DOCUMENT PASSAGE:
======
The Starmen
- Dust-jacket from the first edition
- Author: Leigh Brackett
- Cover artist: Ric Binkley
- Language: English
- Genre: Science fiction
- Publisher: Gnome Press
- Publication date: 1952
- Publication place: United States
- Media type: Print (Hardcover)
- Pages: 247
- OCLC: 1722293

= The Starmen =

1952 novel by Leigh Brackett

The Starmen is a science fiction novel by American writer Leigh Brackett. It was published in 1952 by Gnome Press in an edition of 5,000 copies. It was also published by Ballantine Books in 1976 under the original magazine title of The Starmen of Llyrdis. Ace Books published an abridged edition under the title The Galactic Breed. The Ace edition was published as an Ace Double with Conquest of the Space Sea by Robert Moore Williams. The novel was originally serialized in the magazine Startling Stories in 1951.
======
GIVEN INFORMATION:
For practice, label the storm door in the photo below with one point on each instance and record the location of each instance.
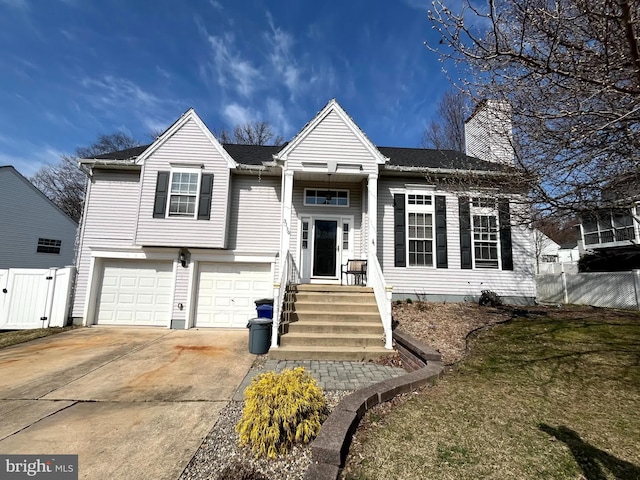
(325, 249)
======
TASK 1: From the text about The Starmen, copy everything from "1952 novel by" down to "Stories in 1951." word for word.
TASK 2: According to the document passage on The Starmen, how many copies were in the 1952 Gnome Press edition?

COMPLETE RESPONSE 1:
1952 novel by Leigh Brackett

The Starmen is a science fiction novel by American writer Leigh Brackett. It was published in 1952 by Gnome Press in an edition of 5,000 copies. It was also published by Ballantine Books in 1976 under the original magazine title of The Starmen of Llyrdis. Ace Books published an abridged edition under the title The Galactic Breed. The Ace edition was published as an Ace Double with Conquest of the Space Sea by Robert Moore Williams. The novel was originally serialized in the magazine Startling Stories in 1951.

COMPLETE RESPONSE 2: 5,000 copies